Exercise requirements:
Whenever a line in the entries below contains the string "blackberry", copy that line.

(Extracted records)
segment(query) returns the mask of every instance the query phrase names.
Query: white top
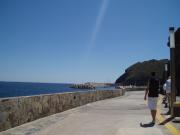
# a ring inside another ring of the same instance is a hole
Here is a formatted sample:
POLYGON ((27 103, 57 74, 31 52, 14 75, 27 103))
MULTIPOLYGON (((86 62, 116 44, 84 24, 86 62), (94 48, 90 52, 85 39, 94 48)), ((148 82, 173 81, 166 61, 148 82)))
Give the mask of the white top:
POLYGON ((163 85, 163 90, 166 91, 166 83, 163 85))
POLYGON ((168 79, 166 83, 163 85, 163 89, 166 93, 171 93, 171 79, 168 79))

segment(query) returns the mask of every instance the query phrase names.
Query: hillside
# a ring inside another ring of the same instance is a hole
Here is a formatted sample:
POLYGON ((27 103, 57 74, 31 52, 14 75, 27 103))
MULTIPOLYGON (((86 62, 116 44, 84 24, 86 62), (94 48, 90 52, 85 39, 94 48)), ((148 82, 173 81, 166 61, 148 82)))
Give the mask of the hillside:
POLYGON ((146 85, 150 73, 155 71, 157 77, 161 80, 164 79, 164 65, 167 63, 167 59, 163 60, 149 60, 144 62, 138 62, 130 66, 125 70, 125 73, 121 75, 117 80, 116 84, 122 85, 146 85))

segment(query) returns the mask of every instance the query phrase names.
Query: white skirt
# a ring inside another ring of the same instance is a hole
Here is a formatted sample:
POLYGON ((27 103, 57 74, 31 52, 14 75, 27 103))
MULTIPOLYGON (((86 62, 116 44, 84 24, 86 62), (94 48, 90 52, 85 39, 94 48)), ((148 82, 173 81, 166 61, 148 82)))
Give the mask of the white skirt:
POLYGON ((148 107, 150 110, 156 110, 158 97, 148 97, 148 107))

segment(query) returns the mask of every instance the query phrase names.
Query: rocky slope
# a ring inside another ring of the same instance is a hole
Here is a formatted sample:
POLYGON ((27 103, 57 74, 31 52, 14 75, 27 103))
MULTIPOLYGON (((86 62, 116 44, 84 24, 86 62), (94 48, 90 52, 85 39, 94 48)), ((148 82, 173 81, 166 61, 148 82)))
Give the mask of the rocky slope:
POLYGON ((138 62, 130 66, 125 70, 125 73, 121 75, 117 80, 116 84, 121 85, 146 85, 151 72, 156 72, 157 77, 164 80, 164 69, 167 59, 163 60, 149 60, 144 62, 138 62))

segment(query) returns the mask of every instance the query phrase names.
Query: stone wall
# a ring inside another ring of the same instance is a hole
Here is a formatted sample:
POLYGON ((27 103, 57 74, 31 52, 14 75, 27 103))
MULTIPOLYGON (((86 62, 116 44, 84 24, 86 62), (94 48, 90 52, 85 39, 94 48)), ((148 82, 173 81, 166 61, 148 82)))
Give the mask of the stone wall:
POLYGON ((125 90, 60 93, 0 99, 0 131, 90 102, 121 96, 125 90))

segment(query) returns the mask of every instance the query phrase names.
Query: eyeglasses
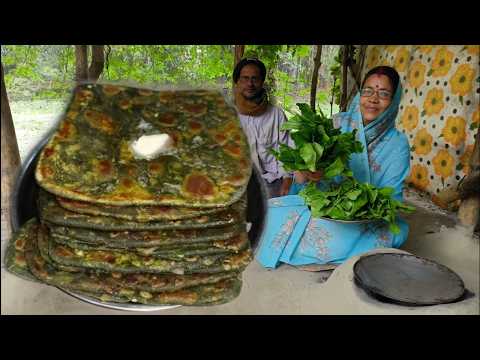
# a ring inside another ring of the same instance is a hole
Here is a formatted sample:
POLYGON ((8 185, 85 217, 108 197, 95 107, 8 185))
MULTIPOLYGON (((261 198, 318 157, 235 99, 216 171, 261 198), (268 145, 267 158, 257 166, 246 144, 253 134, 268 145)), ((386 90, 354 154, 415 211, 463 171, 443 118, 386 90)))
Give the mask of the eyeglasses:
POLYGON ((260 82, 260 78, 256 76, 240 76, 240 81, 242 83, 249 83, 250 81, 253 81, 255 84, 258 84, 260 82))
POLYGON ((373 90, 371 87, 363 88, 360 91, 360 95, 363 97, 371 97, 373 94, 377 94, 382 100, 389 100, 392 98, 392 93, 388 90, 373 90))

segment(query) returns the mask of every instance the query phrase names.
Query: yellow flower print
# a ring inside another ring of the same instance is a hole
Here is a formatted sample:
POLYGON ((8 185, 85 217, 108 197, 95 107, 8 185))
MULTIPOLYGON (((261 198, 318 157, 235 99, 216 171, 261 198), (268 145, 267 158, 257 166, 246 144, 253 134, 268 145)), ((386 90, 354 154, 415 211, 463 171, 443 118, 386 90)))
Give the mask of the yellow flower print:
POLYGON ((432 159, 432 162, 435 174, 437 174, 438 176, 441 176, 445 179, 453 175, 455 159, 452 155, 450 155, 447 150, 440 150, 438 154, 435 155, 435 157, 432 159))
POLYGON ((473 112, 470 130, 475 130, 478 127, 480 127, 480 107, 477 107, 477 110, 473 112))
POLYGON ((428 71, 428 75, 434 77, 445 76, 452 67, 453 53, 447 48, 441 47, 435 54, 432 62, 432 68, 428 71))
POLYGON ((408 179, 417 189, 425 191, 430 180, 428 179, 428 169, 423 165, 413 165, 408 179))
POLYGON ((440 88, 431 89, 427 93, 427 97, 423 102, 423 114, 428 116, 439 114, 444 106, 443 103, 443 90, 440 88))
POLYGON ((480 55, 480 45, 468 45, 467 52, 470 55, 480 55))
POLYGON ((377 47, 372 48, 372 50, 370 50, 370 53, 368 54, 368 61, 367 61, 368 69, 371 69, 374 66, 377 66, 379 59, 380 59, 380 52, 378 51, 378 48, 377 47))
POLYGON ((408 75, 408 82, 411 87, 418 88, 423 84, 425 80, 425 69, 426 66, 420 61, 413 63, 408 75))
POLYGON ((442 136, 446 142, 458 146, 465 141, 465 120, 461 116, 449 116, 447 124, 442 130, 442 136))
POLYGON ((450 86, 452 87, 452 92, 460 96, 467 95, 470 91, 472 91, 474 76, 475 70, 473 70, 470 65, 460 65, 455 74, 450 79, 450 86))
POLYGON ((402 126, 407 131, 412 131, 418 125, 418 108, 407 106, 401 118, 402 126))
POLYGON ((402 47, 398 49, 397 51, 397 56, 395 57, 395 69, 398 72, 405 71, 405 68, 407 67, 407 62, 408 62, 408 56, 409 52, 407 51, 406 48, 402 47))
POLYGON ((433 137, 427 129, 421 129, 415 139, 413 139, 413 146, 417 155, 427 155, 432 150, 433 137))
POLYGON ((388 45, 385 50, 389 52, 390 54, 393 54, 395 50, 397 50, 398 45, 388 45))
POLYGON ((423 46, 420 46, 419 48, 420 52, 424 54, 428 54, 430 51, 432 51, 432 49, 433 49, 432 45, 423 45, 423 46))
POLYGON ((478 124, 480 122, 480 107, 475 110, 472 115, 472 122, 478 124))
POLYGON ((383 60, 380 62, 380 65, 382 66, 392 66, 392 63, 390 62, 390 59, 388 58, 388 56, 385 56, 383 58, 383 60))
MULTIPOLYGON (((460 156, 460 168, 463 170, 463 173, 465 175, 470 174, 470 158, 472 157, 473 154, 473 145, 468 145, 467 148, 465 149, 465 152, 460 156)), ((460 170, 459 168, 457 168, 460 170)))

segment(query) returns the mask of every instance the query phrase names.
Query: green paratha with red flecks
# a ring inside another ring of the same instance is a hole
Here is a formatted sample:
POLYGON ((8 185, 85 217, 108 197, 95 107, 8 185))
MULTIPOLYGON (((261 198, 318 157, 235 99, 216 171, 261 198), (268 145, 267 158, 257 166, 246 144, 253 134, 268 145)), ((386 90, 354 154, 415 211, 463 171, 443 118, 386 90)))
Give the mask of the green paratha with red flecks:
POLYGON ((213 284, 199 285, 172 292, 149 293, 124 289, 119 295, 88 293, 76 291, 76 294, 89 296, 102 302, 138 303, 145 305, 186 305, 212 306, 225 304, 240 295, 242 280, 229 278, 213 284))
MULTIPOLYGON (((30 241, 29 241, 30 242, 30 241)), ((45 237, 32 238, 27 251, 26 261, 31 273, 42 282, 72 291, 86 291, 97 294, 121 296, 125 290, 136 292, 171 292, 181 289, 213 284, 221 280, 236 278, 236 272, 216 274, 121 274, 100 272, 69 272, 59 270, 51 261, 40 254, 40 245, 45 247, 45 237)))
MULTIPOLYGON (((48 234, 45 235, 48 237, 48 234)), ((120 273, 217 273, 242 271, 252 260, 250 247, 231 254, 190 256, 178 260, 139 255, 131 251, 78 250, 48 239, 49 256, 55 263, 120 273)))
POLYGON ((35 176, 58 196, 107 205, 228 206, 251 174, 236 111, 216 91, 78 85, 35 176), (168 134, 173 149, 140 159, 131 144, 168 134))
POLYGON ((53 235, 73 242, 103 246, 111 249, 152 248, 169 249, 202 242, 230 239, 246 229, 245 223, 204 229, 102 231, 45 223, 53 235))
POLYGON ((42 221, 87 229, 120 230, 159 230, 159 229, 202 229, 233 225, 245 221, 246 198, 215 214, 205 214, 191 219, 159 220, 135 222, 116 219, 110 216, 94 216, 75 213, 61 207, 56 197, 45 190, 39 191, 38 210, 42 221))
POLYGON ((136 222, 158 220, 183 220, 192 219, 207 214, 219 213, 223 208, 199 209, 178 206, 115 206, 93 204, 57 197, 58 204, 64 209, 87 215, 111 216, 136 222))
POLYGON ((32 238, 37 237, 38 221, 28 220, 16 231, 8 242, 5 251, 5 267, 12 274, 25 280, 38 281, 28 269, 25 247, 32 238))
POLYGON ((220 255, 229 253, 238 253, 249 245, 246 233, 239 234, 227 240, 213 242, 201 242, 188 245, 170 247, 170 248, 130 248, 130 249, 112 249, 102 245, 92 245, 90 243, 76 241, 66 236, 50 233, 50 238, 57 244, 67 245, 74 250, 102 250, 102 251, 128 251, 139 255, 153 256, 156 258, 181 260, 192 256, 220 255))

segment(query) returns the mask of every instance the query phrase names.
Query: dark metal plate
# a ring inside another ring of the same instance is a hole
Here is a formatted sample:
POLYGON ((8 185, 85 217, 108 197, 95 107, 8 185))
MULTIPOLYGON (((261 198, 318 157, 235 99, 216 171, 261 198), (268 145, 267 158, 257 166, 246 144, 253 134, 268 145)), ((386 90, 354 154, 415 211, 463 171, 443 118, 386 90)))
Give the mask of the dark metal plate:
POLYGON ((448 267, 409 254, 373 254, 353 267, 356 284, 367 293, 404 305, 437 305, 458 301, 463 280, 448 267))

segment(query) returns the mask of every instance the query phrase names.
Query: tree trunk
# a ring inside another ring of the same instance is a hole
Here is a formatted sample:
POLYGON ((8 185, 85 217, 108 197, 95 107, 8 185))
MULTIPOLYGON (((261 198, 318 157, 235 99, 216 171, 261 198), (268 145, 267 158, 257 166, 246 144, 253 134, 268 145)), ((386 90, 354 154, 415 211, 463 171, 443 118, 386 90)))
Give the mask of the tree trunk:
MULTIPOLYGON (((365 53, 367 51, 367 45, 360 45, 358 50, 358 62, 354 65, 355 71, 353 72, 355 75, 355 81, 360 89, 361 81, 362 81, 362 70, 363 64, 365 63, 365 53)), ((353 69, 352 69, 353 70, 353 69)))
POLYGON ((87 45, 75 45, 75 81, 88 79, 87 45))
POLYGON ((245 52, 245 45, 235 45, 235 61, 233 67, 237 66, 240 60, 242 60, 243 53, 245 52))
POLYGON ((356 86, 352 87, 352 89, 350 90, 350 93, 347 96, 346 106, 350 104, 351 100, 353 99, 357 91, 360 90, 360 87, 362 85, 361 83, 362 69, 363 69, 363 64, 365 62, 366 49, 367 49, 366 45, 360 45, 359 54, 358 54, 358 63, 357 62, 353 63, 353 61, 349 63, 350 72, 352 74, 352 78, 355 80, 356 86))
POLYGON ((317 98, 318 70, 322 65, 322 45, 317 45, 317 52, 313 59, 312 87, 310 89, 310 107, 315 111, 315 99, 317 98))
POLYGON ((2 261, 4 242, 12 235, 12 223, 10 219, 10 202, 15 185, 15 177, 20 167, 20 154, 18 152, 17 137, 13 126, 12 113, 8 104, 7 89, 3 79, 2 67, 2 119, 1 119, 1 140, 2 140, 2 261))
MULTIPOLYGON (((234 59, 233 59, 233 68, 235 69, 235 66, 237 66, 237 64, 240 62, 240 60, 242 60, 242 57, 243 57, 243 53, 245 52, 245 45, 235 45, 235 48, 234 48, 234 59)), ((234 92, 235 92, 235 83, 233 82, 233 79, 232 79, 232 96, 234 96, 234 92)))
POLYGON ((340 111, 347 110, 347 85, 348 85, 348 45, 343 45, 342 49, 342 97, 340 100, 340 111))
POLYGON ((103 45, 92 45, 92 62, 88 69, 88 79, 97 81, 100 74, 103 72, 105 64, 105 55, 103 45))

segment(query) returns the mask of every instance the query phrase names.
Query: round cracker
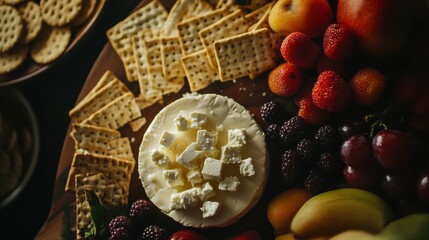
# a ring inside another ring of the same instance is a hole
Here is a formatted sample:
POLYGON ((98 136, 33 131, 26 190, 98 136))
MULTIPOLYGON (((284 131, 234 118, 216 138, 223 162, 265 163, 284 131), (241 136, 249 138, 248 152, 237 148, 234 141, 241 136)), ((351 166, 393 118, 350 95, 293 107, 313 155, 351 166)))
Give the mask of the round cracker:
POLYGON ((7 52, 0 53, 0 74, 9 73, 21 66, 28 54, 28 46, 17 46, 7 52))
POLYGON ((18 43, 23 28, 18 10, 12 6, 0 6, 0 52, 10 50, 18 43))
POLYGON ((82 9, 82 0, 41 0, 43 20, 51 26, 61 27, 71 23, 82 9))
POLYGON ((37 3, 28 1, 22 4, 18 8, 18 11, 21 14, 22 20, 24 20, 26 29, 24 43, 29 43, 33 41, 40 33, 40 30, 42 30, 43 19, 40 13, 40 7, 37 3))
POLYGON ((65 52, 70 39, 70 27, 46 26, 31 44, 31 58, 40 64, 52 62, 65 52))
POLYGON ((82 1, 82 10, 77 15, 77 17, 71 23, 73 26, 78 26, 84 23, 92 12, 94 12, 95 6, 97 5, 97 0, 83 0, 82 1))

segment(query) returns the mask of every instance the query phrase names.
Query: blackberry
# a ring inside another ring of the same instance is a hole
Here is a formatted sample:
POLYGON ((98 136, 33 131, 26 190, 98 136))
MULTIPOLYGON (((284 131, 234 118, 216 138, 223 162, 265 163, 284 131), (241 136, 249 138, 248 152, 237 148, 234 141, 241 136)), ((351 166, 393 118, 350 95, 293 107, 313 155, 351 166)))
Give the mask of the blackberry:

Output below:
Query: blackberry
Give the mask of the blackberry:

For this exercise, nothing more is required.